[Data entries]
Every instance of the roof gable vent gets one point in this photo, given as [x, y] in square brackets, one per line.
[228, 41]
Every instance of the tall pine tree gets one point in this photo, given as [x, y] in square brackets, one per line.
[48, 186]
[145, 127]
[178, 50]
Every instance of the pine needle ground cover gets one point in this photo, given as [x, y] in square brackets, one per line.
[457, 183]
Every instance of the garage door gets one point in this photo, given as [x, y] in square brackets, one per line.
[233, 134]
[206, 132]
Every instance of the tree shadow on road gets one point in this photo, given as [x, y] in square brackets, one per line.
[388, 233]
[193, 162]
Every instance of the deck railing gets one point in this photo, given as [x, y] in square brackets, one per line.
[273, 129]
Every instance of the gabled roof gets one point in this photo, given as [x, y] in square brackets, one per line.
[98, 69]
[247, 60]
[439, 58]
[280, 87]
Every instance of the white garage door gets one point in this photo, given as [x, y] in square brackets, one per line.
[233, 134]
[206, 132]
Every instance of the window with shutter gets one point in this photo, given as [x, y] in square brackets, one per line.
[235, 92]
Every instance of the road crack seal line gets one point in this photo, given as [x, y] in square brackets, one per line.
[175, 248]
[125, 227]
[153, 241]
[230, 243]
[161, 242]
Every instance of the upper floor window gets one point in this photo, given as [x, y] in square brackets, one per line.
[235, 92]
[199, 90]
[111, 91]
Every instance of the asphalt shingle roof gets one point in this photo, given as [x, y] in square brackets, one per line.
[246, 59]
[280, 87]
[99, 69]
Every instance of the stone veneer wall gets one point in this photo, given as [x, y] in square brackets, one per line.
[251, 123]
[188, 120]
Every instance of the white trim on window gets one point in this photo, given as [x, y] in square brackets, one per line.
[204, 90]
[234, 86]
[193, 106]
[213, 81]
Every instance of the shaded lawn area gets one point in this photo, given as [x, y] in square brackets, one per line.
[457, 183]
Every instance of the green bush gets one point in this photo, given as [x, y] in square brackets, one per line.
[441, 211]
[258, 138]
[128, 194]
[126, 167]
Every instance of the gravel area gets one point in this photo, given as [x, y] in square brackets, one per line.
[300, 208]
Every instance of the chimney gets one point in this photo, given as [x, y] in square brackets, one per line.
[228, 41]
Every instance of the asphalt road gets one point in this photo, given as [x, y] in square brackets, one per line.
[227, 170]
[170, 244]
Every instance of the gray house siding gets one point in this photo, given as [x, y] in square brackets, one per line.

### EXERCISE
Beginning with the line that contains "Every instance of the asphalt road", set down every line through the end of the data without change.

### RESULT FOR THIS TASK
Every instance of the asphalt road gets one point in this photo, given as [x, y] in square brackets, one per line.
[227, 170]
[170, 244]
Every instance of the gray house siding gets one point in this photo, given as [x, y] in square brackets, one per line.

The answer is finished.